Text passage >>
Advertisement

Are Shoppers Going To Stop Going To The Grocery Store?

Phil Lempert is a television and radio news reporter, newspaper columnist, author, consumerologist, and food marketing expert. For more than 25 years, Lempert, an expert analyst on consumer behavior, marketing trends, new products, and the changing retail landscape, has identified and explained impending trends to consumers and some of the most prestigious companies worldwide. Known as The Supermarket Guru®, Lempert is a distinguished author and speaker who alerts customers and business leaders to impending corporate and consumer trends, and empowers them to make educated purchasing and marketing decisions.

Published in Partnership with smg

TRANSCRIPT:

It’s a question that was posed last week in the online publication Vox, and if more media follows suite, our supermarket industry may be hurt. “Shopping for 5 minutes in the grocery store is a lot better — 6 times better — than shopping for 30 minutes,” said Tom Frieden, the former director of the Centers for Disease Control and Prevention told Vox, since the odds of becoming infected rise the longer you’re exposed. “Picking up groceries at the curbside is even better, and having them delivered is even better still.” 

Why all this new attention on grocery shopping? According to health professionals including Dr. Fauci, it is all about the new, more contagious variants that we are seeing in Brazil, the UK, South Africa and here in 10 states in the US. The CDC reports that it expects this variant B.1.1.7 to be the most prevalent by March and that it can infect 30-70 percent more people and in a shorter time, hence Frieden’s comments. Supermarkets can respond proactively by speeding up checkout times, urging shoppers to use their mobile devices to check out and avoid the cashier, obviously urge curbside pick-up and delivery (and offer financial incentives or rewards to do so) – it is time to shout these improvements from the rooftops, before these stories become pervasive.

Data section >>
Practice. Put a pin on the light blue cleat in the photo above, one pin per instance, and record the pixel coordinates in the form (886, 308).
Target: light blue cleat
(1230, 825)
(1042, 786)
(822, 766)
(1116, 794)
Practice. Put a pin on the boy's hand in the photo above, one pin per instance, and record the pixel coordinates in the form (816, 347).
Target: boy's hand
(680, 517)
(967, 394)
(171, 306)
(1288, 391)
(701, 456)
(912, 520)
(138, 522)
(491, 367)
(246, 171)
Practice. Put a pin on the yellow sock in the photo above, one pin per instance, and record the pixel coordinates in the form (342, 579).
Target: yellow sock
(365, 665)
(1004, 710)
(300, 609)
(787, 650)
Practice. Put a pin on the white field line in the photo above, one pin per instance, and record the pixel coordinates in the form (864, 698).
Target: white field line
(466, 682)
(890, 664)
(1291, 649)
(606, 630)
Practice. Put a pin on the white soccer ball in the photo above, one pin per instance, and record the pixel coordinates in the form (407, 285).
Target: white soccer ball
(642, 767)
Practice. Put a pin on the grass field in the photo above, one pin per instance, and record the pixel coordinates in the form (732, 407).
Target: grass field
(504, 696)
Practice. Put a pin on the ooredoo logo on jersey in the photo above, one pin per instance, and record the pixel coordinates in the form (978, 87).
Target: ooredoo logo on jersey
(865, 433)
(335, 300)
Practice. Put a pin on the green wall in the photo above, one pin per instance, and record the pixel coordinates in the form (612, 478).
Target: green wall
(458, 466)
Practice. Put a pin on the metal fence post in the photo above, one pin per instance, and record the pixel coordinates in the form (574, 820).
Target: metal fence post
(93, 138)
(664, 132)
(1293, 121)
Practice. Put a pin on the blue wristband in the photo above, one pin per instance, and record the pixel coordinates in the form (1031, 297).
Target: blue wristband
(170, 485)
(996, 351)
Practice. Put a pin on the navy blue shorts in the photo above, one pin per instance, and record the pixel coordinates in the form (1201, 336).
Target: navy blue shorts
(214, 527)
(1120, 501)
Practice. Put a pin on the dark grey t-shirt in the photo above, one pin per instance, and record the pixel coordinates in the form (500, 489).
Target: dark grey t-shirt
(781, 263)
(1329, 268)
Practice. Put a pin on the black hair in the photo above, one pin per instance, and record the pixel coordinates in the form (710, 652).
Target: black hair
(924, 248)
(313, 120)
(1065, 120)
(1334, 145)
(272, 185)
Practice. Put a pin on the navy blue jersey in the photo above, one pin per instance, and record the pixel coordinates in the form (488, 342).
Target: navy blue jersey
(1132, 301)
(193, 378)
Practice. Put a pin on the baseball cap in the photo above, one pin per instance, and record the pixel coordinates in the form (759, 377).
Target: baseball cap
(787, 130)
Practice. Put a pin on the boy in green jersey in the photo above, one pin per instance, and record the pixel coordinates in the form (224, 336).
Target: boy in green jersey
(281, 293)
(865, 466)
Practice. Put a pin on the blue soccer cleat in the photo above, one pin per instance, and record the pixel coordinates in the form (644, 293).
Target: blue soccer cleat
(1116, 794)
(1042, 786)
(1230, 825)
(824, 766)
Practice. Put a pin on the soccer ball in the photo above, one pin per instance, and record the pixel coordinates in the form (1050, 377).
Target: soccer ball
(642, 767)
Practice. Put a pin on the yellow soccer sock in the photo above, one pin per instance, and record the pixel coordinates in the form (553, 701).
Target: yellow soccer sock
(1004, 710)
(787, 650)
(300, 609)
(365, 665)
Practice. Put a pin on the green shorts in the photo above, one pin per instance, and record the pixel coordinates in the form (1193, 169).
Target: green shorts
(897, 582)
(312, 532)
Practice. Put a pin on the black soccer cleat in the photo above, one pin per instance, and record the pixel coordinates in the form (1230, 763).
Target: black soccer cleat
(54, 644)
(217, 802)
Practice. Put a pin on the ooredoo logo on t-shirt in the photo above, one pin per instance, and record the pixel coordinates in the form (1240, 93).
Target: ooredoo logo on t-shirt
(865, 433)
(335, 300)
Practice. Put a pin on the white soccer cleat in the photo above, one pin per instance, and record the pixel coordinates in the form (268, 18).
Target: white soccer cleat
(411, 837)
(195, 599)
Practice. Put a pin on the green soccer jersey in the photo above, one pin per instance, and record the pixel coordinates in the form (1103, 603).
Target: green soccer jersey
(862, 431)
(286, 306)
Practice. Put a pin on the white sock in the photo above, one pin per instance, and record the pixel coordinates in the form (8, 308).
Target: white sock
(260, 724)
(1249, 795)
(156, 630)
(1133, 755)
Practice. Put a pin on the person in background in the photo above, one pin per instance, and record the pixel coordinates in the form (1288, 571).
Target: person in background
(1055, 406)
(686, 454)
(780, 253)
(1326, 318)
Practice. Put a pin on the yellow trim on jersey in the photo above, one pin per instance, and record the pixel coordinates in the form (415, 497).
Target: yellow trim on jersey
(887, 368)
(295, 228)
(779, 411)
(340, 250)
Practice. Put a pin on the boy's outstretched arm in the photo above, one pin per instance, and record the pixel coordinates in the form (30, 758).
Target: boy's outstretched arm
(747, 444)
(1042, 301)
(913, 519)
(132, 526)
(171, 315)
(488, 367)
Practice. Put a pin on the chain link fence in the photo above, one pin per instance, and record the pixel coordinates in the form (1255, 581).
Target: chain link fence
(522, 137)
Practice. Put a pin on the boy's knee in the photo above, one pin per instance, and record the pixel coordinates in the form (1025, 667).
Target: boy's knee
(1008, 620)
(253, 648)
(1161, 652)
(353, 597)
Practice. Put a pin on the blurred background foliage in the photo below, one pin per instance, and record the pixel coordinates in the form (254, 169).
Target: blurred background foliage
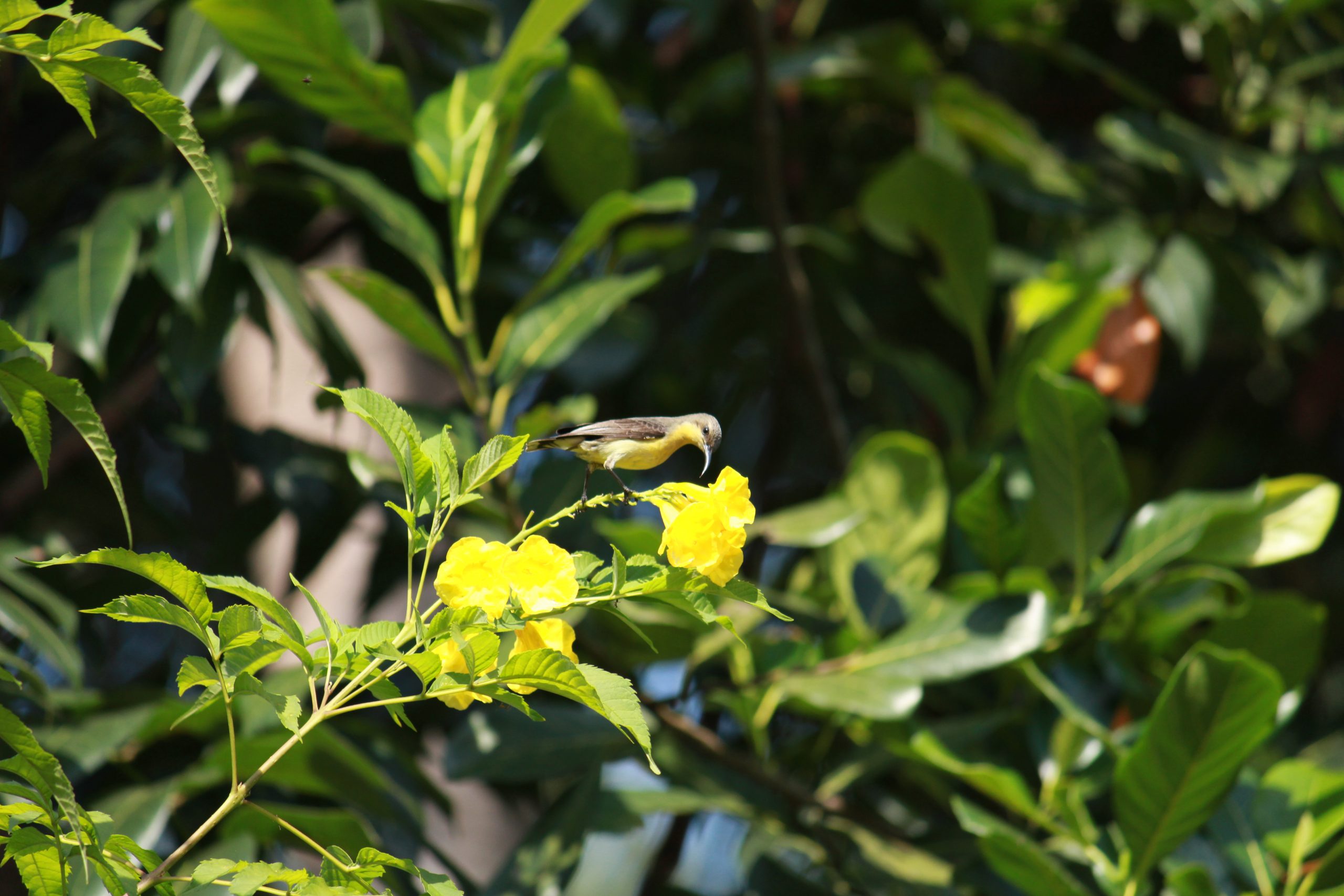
(904, 222)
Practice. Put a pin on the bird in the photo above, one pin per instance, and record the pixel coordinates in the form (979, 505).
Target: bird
(634, 444)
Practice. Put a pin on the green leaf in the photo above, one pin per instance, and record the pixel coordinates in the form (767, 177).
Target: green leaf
(1294, 520)
(952, 640)
(1233, 172)
(292, 41)
(1283, 630)
(195, 672)
(398, 309)
(331, 629)
(44, 765)
(1180, 292)
(1215, 710)
(13, 342)
(160, 568)
(44, 871)
(69, 398)
(373, 635)
(84, 304)
(287, 707)
(282, 287)
(166, 112)
(896, 483)
(550, 671)
(983, 513)
(539, 26)
(814, 524)
(188, 236)
(1081, 487)
(870, 693)
(29, 412)
(588, 151)
(1003, 135)
(496, 456)
(549, 333)
(260, 598)
(17, 14)
(1014, 856)
(1002, 785)
(88, 31)
(1166, 531)
(942, 207)
(1290, 789)
(393, 217)
(622, 707)
(608, 213)
(194, 49)
(400, 434)
(238, 626)
(151, 608)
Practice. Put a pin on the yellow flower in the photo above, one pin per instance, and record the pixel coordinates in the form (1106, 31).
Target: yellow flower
(472, 575)
(542, 575)
(555, 635)
(733, 493)
(454, 661)
(701, 536)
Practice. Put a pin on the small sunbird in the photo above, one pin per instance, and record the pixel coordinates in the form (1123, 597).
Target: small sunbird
(634, 442)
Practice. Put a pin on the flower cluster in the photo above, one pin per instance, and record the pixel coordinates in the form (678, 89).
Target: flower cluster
(486, 574)
(705, 529)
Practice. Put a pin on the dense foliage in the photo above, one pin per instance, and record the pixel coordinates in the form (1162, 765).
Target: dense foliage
(1021, 321)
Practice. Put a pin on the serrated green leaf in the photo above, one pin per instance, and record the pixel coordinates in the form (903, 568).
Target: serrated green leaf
(239, 626)
(496, 456)
(151, 608)
(69, 398)
(287, 705)
(400, 434)
(17, 14)
(164, 112)
(87, 31)
(160, 568)
(195, 672)
(29, 412)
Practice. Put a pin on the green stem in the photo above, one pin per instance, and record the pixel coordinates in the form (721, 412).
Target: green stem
(233, 738)
(301, 836)
(236, 797)
(597, 500)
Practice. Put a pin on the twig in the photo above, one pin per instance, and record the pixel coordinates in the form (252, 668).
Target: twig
(300, 835)
(793, 279)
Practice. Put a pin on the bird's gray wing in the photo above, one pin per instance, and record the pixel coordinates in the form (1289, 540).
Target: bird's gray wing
(631, 428)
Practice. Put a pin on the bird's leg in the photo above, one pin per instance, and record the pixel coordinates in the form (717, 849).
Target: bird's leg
(584, 500)
(625, 489)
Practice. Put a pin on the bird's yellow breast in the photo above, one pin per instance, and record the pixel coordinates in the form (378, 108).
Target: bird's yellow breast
(636, 455)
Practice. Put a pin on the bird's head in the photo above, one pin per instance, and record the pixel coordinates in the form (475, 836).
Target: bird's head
(707, 434)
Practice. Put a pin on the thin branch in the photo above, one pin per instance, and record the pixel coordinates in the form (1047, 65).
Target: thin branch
(301, 836)
(793, 279)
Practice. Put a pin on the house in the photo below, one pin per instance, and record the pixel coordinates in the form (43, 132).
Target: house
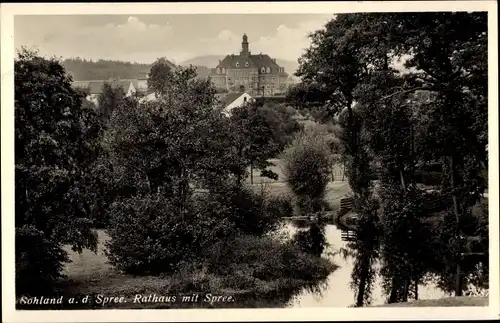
(95, 88)
(142, 81)
(257, 74)
(234, 100)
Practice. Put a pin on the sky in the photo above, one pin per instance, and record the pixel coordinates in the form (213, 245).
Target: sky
(144, 38)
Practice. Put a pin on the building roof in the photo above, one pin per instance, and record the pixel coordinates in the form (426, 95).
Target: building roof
(231, 97)
(169, 64)
(254, 61)
(95, 87)
(247, 60)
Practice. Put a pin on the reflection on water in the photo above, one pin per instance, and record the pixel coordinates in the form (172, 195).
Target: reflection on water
(336, 292)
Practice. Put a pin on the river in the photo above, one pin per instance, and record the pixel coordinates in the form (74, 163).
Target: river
(337, 292)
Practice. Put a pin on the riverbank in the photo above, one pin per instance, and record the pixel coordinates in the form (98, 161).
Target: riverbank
(443, 302)
(266, 272)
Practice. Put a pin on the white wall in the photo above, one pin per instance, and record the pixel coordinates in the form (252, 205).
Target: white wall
(238, 102)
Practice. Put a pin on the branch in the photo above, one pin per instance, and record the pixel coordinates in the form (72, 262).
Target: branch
(406, 91)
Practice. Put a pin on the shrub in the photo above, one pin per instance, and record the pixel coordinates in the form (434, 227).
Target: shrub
(307, 164)
(280, 206)
(249, 212)
(268, 259)
(55, 148)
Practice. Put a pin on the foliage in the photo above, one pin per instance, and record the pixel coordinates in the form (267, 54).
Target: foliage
(159, 160)
(307, 163)
(109, 99)
(160, 74)
(394, 124)
(55, 147)
(82, 69)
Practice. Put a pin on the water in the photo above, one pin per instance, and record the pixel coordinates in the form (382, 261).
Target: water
(338, 293)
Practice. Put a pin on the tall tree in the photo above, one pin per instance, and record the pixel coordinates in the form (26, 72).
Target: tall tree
(109, 99)
(255, 136)
(56, 140)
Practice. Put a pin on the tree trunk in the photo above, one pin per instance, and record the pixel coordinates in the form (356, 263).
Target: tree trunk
(365, 267)
(458, 283)
(416, 289)
(402, 179)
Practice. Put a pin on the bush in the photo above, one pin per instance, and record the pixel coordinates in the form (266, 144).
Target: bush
(307, 165)
(280, 206)
(267, 259)
(248, 212)
(56, 144)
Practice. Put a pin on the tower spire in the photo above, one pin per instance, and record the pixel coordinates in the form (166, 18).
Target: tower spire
(244, 45)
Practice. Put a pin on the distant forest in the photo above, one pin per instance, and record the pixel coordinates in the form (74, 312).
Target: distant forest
(86, 70)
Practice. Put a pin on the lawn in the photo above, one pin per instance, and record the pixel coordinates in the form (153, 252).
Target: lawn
(443, 302)
(90, 273)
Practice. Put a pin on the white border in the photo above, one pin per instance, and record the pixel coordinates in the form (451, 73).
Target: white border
(7, 118)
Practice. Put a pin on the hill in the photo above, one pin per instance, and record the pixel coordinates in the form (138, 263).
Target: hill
(86, 70)
(211, 61)
(443, 302)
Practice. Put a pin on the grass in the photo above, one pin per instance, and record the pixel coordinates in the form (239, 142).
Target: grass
(89, 273)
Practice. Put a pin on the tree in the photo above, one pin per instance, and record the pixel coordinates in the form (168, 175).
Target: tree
(109, 99)
(56, 140)
(254, 137)
(447, 57)
(449, 54)
(160, 159)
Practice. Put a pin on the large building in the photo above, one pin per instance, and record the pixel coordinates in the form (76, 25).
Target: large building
(256, 74)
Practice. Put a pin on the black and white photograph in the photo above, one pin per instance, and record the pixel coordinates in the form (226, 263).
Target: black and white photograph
(303, 157)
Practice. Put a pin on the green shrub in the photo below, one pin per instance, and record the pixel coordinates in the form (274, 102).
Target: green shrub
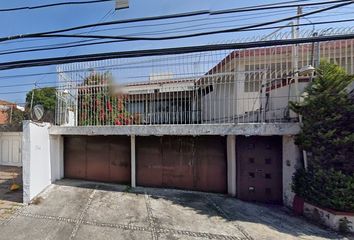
(327, 131)
(325, 188)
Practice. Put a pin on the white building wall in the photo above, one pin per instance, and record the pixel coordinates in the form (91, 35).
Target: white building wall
(10, 149)
(228, 100)
(42, 158)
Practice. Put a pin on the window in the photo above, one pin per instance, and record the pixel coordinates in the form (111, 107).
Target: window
(253, 77)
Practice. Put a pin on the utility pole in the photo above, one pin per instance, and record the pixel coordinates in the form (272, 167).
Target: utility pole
(295, 35)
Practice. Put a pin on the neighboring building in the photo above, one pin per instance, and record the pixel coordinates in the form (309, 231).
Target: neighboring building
(227, 129)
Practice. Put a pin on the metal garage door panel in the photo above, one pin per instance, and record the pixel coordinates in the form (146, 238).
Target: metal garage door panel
(119, 159)
(178, 160)
(210, 172)
(97, 168)
(149, 161)
(75, 157)
(186, 162)
(259, 169)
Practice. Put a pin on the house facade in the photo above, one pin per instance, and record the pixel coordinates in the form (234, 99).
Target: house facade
(211, 122)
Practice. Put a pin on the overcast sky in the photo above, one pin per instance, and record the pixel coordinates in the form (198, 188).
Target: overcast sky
(28, 21)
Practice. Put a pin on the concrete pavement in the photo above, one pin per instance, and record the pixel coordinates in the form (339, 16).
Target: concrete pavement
(82, 210)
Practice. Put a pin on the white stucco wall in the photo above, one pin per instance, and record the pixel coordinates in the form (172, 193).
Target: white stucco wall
(10, 148)
(42, 158)
(291, 162)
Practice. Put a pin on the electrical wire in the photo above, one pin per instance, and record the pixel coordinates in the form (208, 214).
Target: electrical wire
(196, 34)
(52, 5)
(165, 51)
(234, 18)
(117, 41)
(172, 16)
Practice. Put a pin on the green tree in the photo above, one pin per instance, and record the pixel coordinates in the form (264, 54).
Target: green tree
(46, 97)
(98, 104)
(327, 132)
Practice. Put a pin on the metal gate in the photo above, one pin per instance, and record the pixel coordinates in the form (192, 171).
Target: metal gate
(10, 148)
(185, 162)
(97, 158)
(259, 169)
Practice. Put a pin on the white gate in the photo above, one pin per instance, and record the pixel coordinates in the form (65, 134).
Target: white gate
(10, 148)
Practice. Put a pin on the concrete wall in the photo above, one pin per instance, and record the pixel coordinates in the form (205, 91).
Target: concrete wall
(10, 148)
(291, 162)
(42, 158)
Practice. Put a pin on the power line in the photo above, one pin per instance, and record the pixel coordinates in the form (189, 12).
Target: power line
(52, 5)
(179, 15)
(159, 24)
(261, 15)
(117, 41)
(165, 51)
(197, 34)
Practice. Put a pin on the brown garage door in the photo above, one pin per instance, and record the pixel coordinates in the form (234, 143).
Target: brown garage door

To do >>
**1)** In the grocery shopping article, rewrite the paragraph beginning "Why all this new attention" as a bulleted list that keeps its main facts.
**2)** Answer these questions using the grocery shopping article:
(a) For how many years has Lempert been identifying and explaining impending trends?
(b) By what name is Lempert known?
(c) According to Frieden, how much better is shopping for 5 minutes in the grocery store than shopping for 30 minutes?
**3)** Carry on the grocery shopping article from the point where it stops.

Responses per task >>
**1)**
- Health professionals, including Dr. Fauci, link the new attention on grocery shopping to new, more contagious variants seen in Brazil, the UK, South Africa and 10 US states.
- The CDC expects variant B.1.1.7 to be the most prevalent by March. It can infect 30–70 percent more people in a shorter time.
- Supermarkets can respond proactively by:
  - speeding up checkout times
  - urging shoppers to check out on their mobile devices and avoid the cashier
  - urging curbside pick-up and delivery, with financial incentives or rewards
- Supermarkets should publicize these improvements loudly before such stories become pervasive.

**2)**
(a) More than 25 years.
(b) The Supermarket Guru®.
(c) Six times better.

**3)**
Supermarkets should also be selling, or giving away, better masks. While most people have gravitated to spiffier more fashionable and more comfortable cloth masks – we are seeing more reports daily urging people to either replace them with N95 masks which are now back in high volume production and available on sites like Amazon for the general population or to double mask and put a paper mask over your cloth mask. Frieden told Vox that when it comes to avoiding an infection, “a surgical mask is better than a cloth mask, a tight-fitting surgical mask is better than a loose-fitting mask, and an N95 is better than a surgical mask.” In Austria the government is giving FFP2 masks, the European equivalent to our N95 masks to people over 65 years old. In Germany has mandated FFP2 masks on public transportation and in stores. It’s just another opportunity for our supermarket companies to take the lead and show our shoppers that we truly are the community leaders.